» **Do this**
Set down each of the following lines verbatim, in the order given.

» **Recorded information**
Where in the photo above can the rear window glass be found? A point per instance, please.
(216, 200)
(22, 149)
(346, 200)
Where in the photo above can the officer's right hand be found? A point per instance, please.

» **Expected output**
Where in the photo above can the rear window glass be found? A point per instance, please.
(216, 200)
(22, 149)
(346, 200)
Where in the photo above can the officer's right hand be found? A point per instance, please.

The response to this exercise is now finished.